• **OBJECTIVE**
Copy out all the rows below, leaving out the pictures, and put "Mark each one with a point" wherever "Place a dot on every one" appears, with everything else unchanged.

☆ ☆ ☆ ☆ ☆

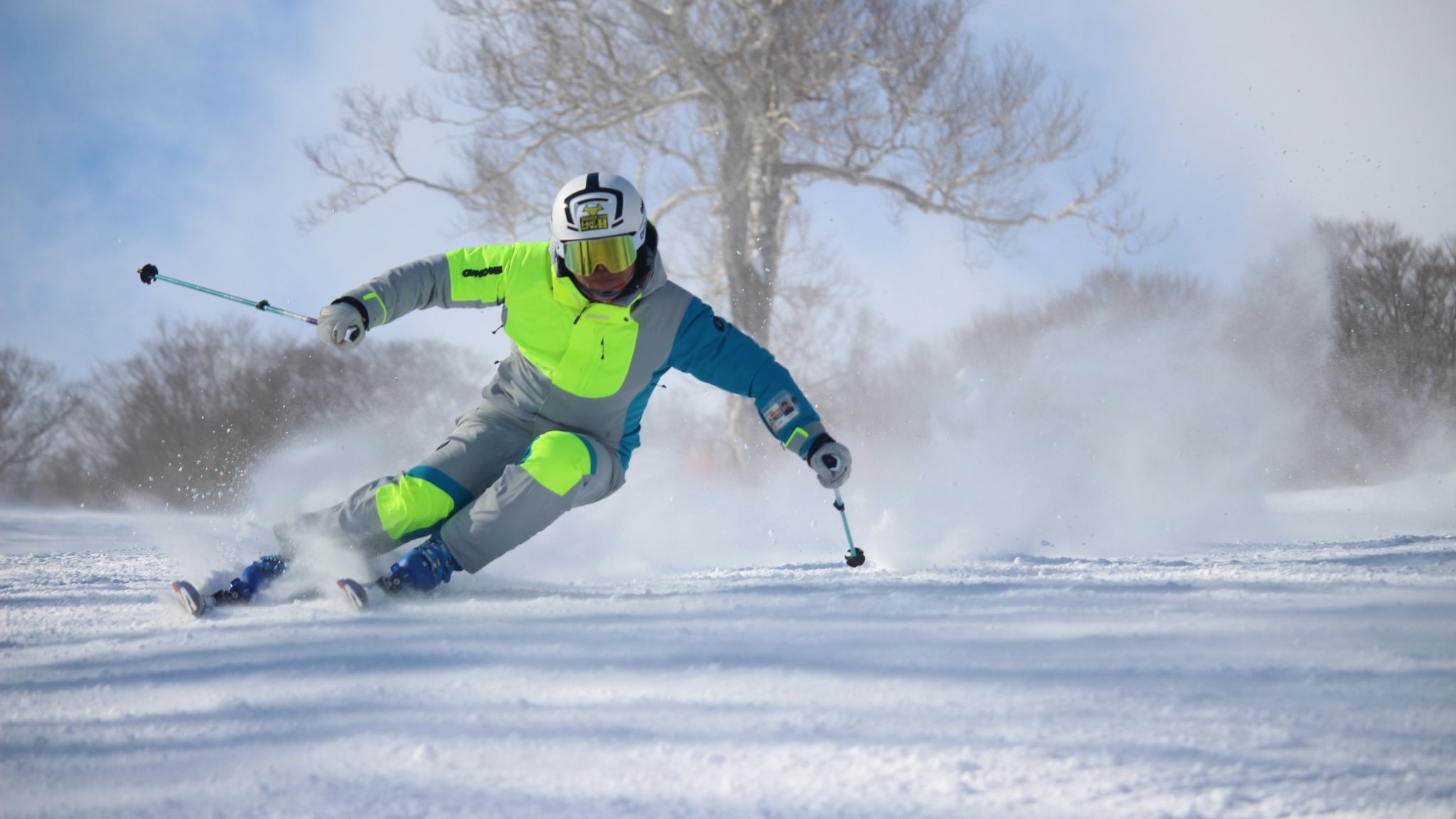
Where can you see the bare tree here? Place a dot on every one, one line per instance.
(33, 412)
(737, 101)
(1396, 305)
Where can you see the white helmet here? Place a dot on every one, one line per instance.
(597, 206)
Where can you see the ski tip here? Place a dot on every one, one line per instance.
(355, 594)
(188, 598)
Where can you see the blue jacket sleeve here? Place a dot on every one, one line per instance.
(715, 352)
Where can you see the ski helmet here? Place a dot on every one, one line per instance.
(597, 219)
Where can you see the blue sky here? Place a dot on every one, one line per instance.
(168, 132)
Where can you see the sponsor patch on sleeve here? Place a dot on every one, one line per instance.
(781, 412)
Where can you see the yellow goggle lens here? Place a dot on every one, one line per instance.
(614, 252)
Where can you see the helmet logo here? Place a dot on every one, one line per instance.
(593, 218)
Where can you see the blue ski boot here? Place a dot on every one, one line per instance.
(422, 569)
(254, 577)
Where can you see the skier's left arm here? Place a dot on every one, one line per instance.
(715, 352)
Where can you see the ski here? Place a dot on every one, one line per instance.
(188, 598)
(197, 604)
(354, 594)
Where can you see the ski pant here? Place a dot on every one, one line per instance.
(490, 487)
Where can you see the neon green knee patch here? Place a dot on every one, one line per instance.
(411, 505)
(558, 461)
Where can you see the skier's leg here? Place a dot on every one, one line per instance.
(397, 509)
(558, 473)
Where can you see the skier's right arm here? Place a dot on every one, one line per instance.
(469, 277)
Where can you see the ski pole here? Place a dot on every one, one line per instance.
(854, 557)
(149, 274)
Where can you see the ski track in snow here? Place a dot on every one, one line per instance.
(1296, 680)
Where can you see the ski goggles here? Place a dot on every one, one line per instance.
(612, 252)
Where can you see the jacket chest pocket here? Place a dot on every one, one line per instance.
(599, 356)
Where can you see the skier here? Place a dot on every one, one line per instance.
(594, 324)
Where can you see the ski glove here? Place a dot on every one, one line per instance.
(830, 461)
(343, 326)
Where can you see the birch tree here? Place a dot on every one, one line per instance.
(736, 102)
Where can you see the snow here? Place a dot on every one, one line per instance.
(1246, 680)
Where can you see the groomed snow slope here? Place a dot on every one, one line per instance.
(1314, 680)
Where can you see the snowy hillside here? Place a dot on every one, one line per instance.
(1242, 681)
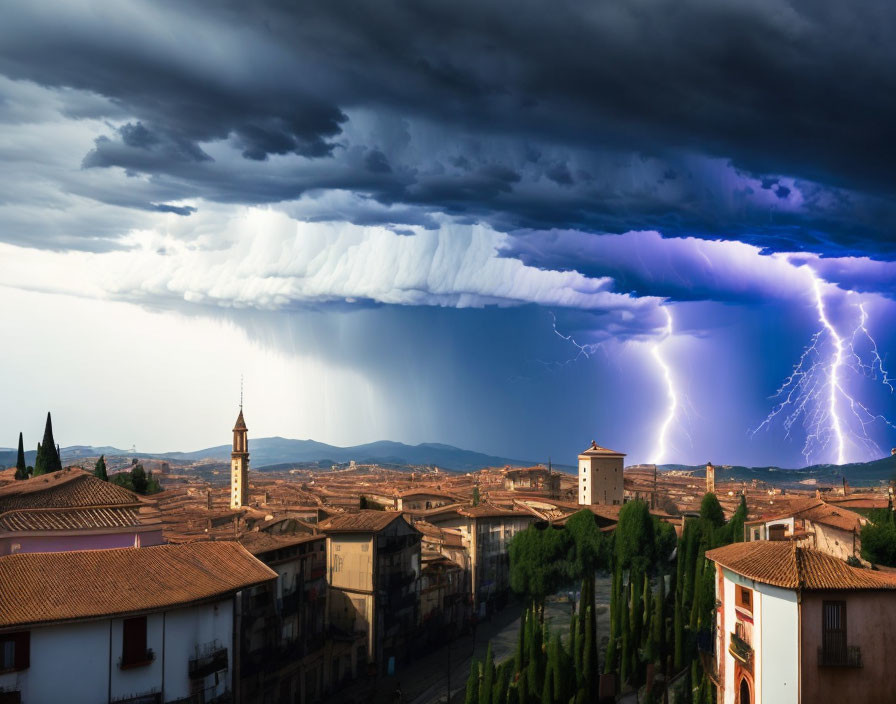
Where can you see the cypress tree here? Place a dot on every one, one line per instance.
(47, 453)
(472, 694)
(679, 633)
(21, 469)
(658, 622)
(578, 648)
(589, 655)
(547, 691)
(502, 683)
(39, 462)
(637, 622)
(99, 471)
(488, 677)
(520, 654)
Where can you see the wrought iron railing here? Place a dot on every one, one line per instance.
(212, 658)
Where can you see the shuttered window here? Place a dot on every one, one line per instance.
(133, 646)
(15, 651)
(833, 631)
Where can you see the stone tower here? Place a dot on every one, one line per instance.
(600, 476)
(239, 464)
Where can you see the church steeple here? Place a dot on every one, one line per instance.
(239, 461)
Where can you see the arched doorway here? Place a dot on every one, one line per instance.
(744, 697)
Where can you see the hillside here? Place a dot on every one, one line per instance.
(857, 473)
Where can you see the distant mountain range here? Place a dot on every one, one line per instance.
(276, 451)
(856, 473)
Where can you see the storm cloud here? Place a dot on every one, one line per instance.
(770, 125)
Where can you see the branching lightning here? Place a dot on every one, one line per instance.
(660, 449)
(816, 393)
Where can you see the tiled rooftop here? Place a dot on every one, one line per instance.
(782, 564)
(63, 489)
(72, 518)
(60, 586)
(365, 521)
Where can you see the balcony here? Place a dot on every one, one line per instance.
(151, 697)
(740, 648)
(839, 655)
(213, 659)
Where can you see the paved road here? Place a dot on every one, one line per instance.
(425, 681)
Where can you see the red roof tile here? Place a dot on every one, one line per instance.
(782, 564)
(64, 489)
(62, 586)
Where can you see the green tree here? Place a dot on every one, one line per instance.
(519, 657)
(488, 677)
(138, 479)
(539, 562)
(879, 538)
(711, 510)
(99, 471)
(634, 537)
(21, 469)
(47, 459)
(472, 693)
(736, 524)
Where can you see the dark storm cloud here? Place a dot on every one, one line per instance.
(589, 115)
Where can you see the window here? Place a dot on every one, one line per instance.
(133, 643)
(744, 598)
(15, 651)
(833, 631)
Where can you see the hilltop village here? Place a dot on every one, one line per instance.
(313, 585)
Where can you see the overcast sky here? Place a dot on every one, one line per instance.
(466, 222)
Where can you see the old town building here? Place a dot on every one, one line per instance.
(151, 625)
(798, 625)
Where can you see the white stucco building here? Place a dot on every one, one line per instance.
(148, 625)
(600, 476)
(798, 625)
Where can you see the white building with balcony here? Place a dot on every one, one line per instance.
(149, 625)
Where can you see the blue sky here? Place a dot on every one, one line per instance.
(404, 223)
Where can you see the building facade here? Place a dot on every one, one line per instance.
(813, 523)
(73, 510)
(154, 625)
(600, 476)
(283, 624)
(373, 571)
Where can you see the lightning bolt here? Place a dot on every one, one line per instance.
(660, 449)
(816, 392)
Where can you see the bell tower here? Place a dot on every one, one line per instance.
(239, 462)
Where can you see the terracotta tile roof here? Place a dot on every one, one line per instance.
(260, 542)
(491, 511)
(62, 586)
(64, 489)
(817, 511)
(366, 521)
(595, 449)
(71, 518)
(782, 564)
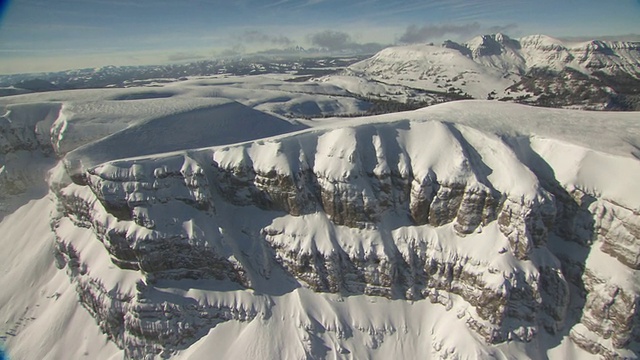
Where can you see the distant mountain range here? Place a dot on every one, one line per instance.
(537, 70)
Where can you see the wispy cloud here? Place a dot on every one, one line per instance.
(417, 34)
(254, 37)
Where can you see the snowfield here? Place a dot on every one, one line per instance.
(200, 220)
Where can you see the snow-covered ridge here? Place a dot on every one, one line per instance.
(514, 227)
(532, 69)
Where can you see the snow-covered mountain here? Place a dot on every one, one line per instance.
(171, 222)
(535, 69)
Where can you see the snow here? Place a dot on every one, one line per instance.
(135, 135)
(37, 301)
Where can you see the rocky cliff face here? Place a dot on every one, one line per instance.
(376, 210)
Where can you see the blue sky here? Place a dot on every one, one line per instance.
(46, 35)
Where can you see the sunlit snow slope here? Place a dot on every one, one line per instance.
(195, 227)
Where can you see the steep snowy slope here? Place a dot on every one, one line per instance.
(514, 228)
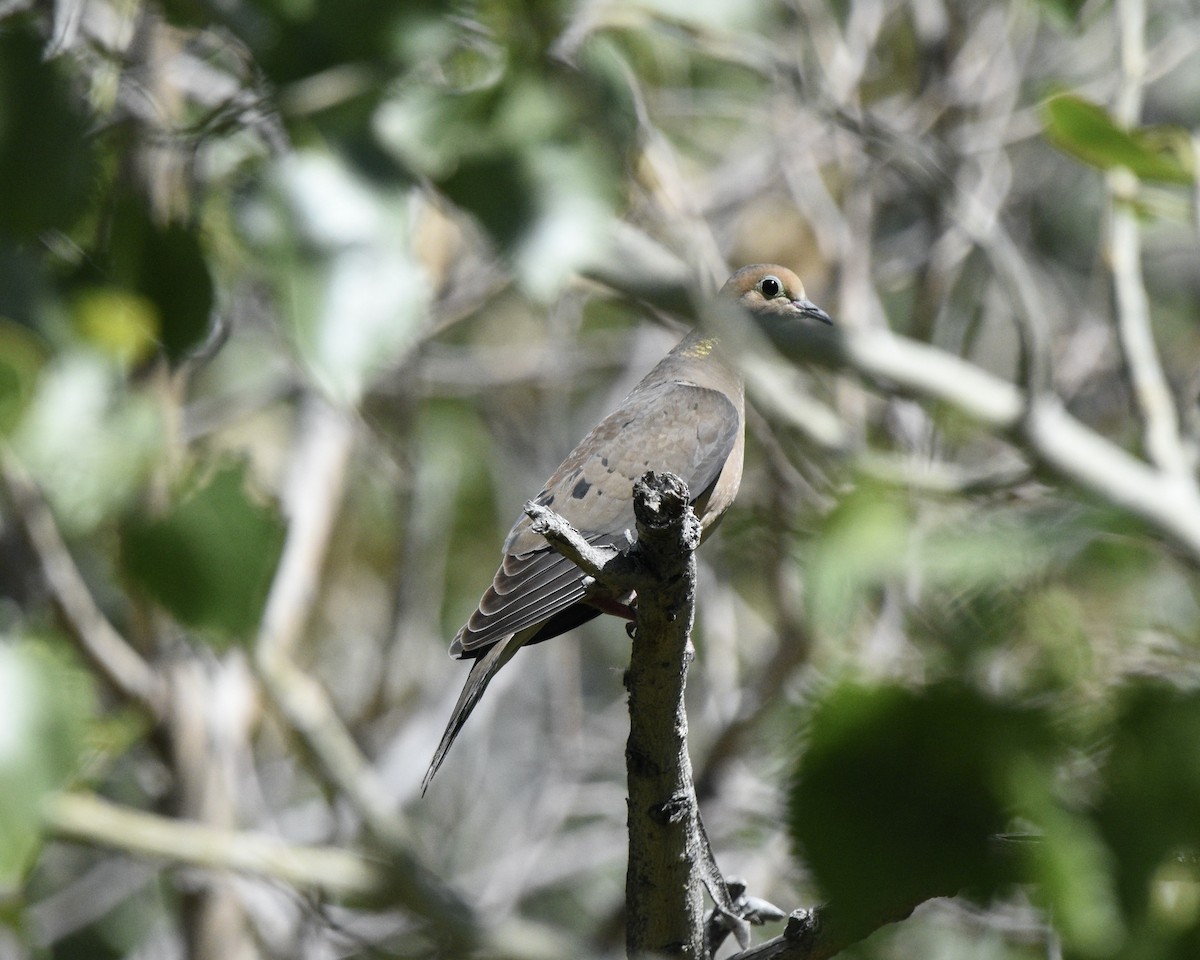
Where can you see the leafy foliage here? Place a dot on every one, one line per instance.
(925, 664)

☆ ☆ ☆ ☆ ☆

• **FULL SOLUTION**
Where can you see the bare tree here? Mark each one with a point, one line per instance.
(33, 412)
(737, 101)
(1396, 305)
Where can you see the white helmet here? Mark each one with a point, one line per instance.
(597, 206)
Where can you see the ski tip here? Mark each one with a point, one line per instance.
(355, 594)
(188, 598)
Where can you see the blue jacket sleeve here? Mark each one with a point, one line per instance.
(715, 352)
Where can you see the ski helmet here? Mark each one with a point, one line per instance.
(597, 219)
Where can you see the blue sky here? Mark each one with a point, one line per instance.
(168, 132)
Where can you see the sponsor patch on sleeve here? Mark each one with a point, one line per instance.
(781, 412)
Where can you see the yellow goggle lens here? Mark each one with a point, one line per instance.
(614, 252)
Where can you see the helmet logo here? Mark each one with a point, one line per instance.
(593, 218)
Where can you see the blue ski boot here? Mark each one with a point, one line per instance.
(422, 569)
(254, 577)
Where can you see the skier's left arm here? Mark each one with a point, one line per instance.
(715, 352)
Where can you see the ski here? Mark each one with a point, one line per instance.
(188, 598)
(197, 604)
(354, 594)
Where can you see the ski pant here? Mark each one with a point, one line per instance.
(490, 487)
Where can you see the neon green knee patch here? Mark each one with a point, one line per instance.
(411, 505)
(558, 461)
Where can you see the skier's leg here? Mark each one with a point, one line per instance.
(397, 509)
(558, 473)
Where can you see the skier's right arm here? Mark each one with a point, one line per instance.
(469, 277)
Where can you see the ski pole here? Mark each one with a point, one line per instance.
(854, 557)
(149, 274)
Where can you see the ski track in snow here? Mark each one with a point, one line per instance.
(1296, 680)
Where can you see the ski goggles here? Mark each one with a point, one line per instance.
(612, 252)
Where can you see the jacket chest pocket here? Mark each one with a point, one line per instance.
(599, 356)
Where can you see the skier here? Mark each one with a point, one line per instance.
(594, 324)
Where can you see the ski glove here? Mark each one with a point, one line per instance.
(830, 461)
(343, 326)
Where can you see the birch tree here? Mark each one with a point, one line per instance.
(736, 102)
Where can you see the snow here? Mark each one with a point, one line per instance.
(1246, 680)
Where can you see the groomed snow slope here? Mark each one with a point, one line per instance.
(1314, 680)
Where can you see the snowy hillside here? Mark each one with a point, one line per instance.
(1242, 681)
Where can you see the cypress tree here? Mark each one with a point, one line per instance.
(47, 453)
(472, 694)
(679, 633)
(21, 469)
(658, 622)
(578, 648)
(589, 655)
(547, 691)
(502, 683)
(39, 462)
(637, 622)
(99, 471)
(488, 677)
(520, 654)
Where can you see the wrought iron railing here? Mark each one with a point, one line per instance.
(212, 658)
Where can you see the shuttered window here? Mark each one with a point, one line per instance.
(133, 646)
(15, 651)
(833, 631)
Where can you see the stone tower here? Mark each one with a point, one line per instance.
(600, 476)
(239, 464)
Where can you see the church steeple here? Mark each one with a point, one line per instance.
(239, 461)
Where can you see the arched doorway here? Mark each one with a point, one line per instance.
(744, 697)
Where can you see the hillside here? Mark each one with a point, one line per instance.
(857, 473)
Where can you see the distant mountain range here? Mark each one with a point, one line per instance.
(276, 451)
(856, 473)
Where can you see the storm cloud here? Mark each one with a point, one line per instance.
(770, 125)
Where can you see the branching lightning here? Mark each one with a point, one line per instance.
(660, 449)
(816, 393)
Where can you see the tiled rooftop here? Mark each one with a point, one line per instance.
(782, 564)
(63, 489)
(72, 518)
(60, 586)
(365, 521)
Where can you see the balcony here? Mark each one with a point, one line per instance.
(151, 697)
(740, 648)
(839, 655)
(213, 659)
Where can you see the paved road here? Mark each one with a point, one line per instance.
(425, 681)
Where can you see the red roof tile here? Mark each one with a point, one line per instance.
(782, 564)
(64, 489)
(62, 586)
Where can you see the green tree here? Mark each one with a point, one line per instance.
(519, 657)
(488, 677)
(138, 479)
(539, 562)
(879, 538)
(711, 510)
(99, 471)
(634, 537)
(21, 469)
(47, 459)
(472, 693)
(736, 524)
Where can you see the dark storm cloud here? Mark each one with a point, one line per instance.
(589, 115)
Where can you see the window here? Mark each one with a point, one line per instance.
(133, 643)
(744, 598)
(15, 651)
(833, 631)
Where can you see the hilltop village here? Mark each one with a point, one line per instance.
(313, 585)
Where can you see the overcast sky here? Mark each one with a point, one line per instance.
(466, 222)
Where can you see the old town building here? Mark each one with a point, one line per instance.
(151, 625)
(798, 625)
Where can you see the white stucco building here? Mark each one with a point, one line per instance.
(148, 625)
(600, 476)
(798, 625)
Where can you see the white building with balcony here? Mark each one with a point, one line per instance.
(149, 625)
Where can you see the blue sky here? Mark each one with a point, one line per instance.
(404, 223)
Where can you see the building facade here? Mark each one with a point, one line per instance.
(813, 523)
(73, 510)
(154, 625)
(600, 476)
(283, 624)
(373, 571)
Where can you see the lightning bolt here? Mark each one with a point, one line per instance.
(660, 449)
(816, 392)
Where can you see the bell tower here? Mark each one with a point, one line per instance.
(239, 462)
Where can you see the terracotta tile roof here? Mark each one with a point, one line per instance.
(260, 542)
(491, 511)
(62, 586)
(64, 489)
(817, 511)
(366, 521)
(595, 449)
(71, 518)
(782, 564)
Where can you see the distant mountain range here? Mark each one with a point, one line per instance.
(537, 70)
Where can you see the wispy cloud here? Mark each one with a point, one line per instance.
(417, 34)
(254, 37)
Where can you see the snowfield here? Mark each one with a point, one line per instance.
(200, 220)
Where can you see the snow-covered ridge here? Mark each one with a point, one line per instance.
(514, 227)
(532, 69)
Where can you see the snow-covered mountain here? Mark each one with a point, one line per instance.
(171, 222)
(535, 69)
Where can you see the snow here? Mark each one with a point, one line per instance.
(135, 135)
(37, 301)
Where can you see the rocky cliff face here? Mark each one with a point, one line per instance.
(376, 210)
Where can you see the blue sky here? Mark each one with a point, one line per instance.
(46, 35)
Where can you see the sunlit snow slope here? Mark each one with a point, one line per instance.
(195, 227)
Where can you see the steep snowy slope here? Mark each one with a point, one line per instance.
(514, 228)
Where can you see the leafy foliage here? Mark each one with a point, one line per instance.
(925, 664)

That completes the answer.